## Document segment:
▼▼▼

A UPS DRIVER’S SUGGESTIONS FOR SHIPPING FIREARMS

Click on the Firearm Shipping Guide to View Guidelines

 

Overview (gunbroker.com)
This guide provides information about Federal Laws, step that must be followed, and notes on using specific shippers when shipping firearms. This page is oriented toward the seller of an item. If you need information about how to buy a firearm through GunBroker.com, please refer to our Buyer’s Tutorial.

This page contains information oriented toward persons shipping firearms within the United States. For sellers located outside the United States, please see our Import / Export page.

Shipping Legalities
Federal Law requires that all modern firearms be shipped to a holder of a valid Federal Firearms License (FFL) only. The recipient must have an FFL; however the sender is not required to have one. Any person who is legally allowed to own a firearm is legally allowed to ship it to an FFL holder for any legal purpose (including sale or resale).

Here is exactly what the ATF ‘Federal Firearms Regulations Reference Guide’ (ATF P 5300.4) says:
(B9) May a nonlicensee ship a firearm by carrier?
A nonlicensee may ship a firearm by carrier to a resident of his or her own state or to a licensee in any state. A common or contract carrier must be used to ship a handgun. In addition, Federal law requires that the carrier be notified that the shipment contains a firearm and prohibits common or contract carriers from requiring or causing any label to be placed on any package indicating that it contains a firearm. [18 U. S. C. 922( a)( 2)( A) and 922( e), 27 CFR 178.31](B8) May a nonlicensee ship a firearm through the U. S. Postal Service?

▲▲▲

## Material:
▼▼▼

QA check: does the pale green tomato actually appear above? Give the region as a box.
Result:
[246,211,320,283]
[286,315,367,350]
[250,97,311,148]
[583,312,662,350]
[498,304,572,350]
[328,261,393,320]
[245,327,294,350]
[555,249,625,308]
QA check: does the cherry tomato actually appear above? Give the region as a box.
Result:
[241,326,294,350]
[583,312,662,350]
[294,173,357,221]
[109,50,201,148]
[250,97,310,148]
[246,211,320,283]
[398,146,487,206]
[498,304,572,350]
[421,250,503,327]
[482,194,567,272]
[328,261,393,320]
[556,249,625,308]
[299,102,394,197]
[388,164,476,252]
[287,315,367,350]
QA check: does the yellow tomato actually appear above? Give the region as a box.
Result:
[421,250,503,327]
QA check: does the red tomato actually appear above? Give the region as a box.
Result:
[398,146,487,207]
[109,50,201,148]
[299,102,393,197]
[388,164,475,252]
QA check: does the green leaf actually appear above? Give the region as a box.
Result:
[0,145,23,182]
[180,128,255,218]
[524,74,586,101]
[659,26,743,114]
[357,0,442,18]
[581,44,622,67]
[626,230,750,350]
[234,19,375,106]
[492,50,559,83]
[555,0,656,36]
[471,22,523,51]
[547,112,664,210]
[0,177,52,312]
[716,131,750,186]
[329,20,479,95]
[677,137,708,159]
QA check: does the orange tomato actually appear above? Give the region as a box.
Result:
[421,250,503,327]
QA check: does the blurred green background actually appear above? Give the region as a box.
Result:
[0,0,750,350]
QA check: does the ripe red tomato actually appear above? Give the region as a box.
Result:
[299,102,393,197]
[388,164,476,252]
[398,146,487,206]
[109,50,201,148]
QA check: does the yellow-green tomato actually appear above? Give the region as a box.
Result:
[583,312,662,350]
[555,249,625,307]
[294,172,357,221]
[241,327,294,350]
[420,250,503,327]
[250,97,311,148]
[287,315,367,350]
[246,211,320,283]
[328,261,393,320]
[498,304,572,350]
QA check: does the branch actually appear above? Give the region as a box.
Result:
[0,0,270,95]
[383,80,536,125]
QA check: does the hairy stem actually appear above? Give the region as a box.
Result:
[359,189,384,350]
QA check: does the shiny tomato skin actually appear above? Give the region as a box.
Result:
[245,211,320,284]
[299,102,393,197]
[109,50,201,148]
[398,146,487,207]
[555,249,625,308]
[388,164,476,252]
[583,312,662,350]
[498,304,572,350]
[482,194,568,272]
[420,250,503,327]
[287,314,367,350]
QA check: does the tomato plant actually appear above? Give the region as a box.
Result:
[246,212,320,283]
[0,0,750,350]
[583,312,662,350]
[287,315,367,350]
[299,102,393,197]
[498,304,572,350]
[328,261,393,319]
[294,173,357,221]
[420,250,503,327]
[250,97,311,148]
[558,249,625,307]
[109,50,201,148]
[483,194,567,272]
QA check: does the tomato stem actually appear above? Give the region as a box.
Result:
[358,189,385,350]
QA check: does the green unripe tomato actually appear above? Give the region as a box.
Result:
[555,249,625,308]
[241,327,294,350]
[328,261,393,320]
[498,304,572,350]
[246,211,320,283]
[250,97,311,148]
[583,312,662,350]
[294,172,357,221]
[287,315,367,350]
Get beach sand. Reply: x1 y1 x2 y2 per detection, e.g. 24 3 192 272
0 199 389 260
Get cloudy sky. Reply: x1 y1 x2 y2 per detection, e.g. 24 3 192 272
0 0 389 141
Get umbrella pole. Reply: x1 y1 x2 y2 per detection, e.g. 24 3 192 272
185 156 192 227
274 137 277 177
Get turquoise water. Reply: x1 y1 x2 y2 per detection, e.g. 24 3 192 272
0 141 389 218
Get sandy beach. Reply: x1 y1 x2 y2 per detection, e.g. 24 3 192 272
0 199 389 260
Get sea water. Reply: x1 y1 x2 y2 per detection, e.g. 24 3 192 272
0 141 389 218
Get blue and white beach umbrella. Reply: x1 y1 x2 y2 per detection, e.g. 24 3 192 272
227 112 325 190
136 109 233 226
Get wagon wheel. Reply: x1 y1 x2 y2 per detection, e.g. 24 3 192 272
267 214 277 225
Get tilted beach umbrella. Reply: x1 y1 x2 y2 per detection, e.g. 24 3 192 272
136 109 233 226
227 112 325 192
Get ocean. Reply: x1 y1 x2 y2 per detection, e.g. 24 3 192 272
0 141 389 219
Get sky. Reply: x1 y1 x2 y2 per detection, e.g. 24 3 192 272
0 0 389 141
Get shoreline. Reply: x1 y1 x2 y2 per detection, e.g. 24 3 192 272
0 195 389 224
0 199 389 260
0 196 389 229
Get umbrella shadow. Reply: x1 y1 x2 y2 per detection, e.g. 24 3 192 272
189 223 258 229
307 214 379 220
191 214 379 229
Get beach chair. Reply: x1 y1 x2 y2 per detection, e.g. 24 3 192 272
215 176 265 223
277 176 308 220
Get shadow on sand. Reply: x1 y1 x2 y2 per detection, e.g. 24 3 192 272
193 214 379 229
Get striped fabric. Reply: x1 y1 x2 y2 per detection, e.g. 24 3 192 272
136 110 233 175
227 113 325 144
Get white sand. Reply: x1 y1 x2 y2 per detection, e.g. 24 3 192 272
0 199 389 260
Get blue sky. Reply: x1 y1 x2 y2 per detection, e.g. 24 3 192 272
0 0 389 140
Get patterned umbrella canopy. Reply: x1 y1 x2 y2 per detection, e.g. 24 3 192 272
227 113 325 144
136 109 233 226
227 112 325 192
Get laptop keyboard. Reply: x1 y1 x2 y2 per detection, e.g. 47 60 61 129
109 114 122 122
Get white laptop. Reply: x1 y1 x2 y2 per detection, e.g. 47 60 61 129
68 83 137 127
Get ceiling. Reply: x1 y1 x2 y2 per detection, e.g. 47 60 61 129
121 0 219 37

▲▲▲
▼▼▼

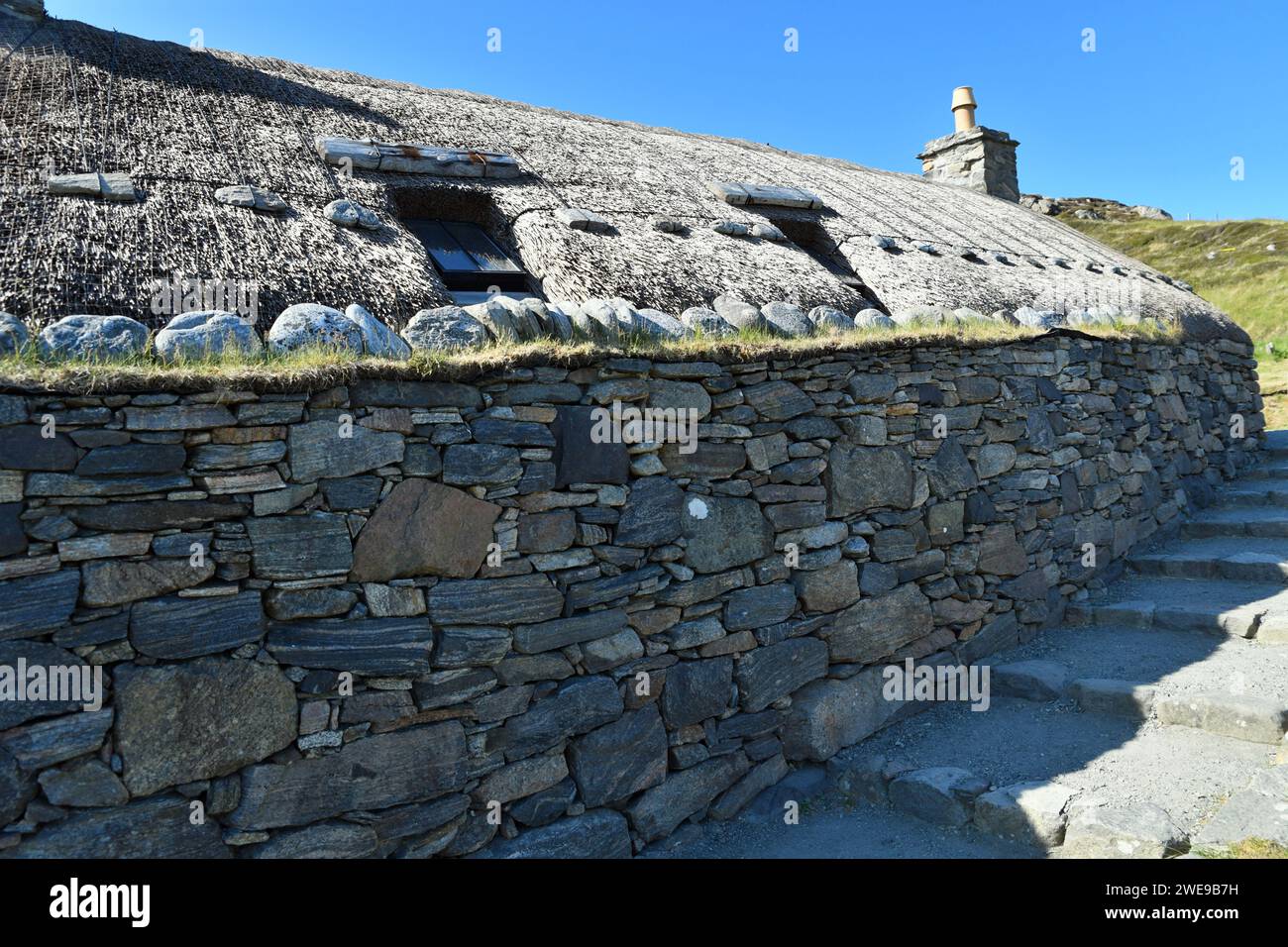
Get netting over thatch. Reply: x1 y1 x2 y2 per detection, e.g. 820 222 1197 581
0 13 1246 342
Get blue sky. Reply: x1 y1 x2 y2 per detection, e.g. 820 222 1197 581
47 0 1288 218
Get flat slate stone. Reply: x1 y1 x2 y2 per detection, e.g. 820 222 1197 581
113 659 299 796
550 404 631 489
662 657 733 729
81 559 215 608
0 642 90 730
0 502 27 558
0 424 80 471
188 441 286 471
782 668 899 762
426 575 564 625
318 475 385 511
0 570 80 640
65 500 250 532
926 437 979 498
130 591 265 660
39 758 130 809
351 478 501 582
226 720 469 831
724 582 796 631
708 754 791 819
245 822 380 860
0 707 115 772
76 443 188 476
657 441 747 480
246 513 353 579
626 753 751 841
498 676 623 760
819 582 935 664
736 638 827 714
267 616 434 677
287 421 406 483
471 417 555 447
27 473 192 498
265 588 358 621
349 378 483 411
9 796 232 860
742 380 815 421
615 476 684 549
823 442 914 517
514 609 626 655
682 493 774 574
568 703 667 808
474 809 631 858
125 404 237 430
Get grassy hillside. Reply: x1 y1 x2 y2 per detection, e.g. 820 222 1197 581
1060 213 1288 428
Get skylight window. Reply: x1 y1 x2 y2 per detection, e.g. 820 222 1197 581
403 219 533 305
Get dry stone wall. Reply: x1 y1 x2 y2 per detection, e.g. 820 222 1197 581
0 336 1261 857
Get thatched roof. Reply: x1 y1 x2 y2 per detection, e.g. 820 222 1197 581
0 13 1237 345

▲▲▲
▼▼▼

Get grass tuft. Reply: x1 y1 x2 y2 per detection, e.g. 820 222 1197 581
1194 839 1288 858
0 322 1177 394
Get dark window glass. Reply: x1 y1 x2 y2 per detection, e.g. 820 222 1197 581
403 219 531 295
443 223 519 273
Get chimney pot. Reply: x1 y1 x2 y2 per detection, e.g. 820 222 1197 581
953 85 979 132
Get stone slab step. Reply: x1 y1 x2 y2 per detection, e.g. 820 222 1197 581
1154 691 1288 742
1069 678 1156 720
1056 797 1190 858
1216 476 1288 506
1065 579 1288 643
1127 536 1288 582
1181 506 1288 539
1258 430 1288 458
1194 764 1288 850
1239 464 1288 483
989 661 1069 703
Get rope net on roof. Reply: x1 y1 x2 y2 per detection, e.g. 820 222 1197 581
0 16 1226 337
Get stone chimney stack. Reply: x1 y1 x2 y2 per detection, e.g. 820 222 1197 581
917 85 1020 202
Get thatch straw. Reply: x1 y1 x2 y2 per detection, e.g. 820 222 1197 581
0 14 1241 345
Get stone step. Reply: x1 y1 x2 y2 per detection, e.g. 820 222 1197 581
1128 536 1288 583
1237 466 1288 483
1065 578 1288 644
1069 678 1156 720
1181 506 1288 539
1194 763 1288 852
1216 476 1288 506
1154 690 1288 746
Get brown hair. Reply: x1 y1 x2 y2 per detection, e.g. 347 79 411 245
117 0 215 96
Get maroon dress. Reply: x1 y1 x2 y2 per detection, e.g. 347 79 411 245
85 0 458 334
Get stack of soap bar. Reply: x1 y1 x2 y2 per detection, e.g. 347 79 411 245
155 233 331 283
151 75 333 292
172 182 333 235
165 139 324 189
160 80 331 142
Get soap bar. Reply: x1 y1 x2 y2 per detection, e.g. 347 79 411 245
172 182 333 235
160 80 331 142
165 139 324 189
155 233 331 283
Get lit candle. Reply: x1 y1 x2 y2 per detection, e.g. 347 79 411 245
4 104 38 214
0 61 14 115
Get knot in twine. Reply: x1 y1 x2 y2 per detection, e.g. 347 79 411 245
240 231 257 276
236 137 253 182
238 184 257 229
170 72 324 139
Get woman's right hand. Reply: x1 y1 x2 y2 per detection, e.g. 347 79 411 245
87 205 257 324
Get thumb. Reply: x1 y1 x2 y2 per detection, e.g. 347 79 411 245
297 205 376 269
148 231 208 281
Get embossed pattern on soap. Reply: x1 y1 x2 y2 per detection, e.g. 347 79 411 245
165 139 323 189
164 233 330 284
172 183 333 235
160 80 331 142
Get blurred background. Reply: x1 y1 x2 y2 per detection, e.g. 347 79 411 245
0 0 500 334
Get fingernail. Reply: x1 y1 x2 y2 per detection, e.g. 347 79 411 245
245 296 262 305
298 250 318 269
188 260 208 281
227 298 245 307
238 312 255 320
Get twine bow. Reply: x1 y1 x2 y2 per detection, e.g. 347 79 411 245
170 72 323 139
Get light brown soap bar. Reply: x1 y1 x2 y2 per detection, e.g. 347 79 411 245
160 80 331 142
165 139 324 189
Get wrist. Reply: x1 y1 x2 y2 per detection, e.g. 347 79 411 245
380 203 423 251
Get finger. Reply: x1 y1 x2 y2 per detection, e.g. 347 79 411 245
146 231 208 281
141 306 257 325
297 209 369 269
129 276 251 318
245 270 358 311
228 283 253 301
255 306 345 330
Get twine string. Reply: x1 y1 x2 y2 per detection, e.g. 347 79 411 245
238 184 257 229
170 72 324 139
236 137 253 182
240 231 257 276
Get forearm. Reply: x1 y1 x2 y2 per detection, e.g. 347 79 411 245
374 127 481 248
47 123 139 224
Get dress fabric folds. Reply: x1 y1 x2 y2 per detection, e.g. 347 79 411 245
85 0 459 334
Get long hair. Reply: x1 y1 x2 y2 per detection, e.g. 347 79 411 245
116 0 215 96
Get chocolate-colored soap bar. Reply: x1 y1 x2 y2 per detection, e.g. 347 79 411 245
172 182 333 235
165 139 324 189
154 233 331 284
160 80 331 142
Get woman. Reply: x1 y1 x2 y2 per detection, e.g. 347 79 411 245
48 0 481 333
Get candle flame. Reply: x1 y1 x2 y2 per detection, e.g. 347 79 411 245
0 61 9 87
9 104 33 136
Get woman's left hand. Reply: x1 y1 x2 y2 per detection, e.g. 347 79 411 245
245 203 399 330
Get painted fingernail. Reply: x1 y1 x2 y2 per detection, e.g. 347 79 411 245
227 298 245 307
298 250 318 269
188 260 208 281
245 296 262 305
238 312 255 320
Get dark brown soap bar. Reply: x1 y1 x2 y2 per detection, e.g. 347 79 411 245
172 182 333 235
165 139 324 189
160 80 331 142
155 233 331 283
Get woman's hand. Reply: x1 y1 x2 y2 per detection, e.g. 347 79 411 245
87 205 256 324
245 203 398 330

▲▲▲

## What is asked:
- A) According to the firearms shipping page, which party in a shipment of a modern firearm must hold a Federal Firearms License?
- B) Repeat the passage from the firearms shipping page starting with "Here is exactly" and going on through "S. Postal Service?".
Rely on the firearms shipping page alone.

## Final answers:
- A) The recipient must hold a Federal Firearms License; the sender is not required to have one.

- B)
Here is exactly what the ATF ‘Federal Firearms Regulations Reference Guide’ (ATF P 5300.4) says:
(B9) May a nonlicensee ship a firearm by carrier?
A nonlicensee may ship a firearm by carrier to a resident of his or her own state or to a licensee in any state. A common or contract carrier must be used to ship a handgun. In addition, Federal law requires that the carrier be notified that the shipment contains a firearm and prohibits common or contract carriers from requiring or causing any label to be placed on any package indicating that it contains a firearm. [18 U. S. C. 922( a)( 2)( A) and 922( e), 27 CFR 178.31](B8) May a nonlicensee ship a firearm through the U. S. Postal Service?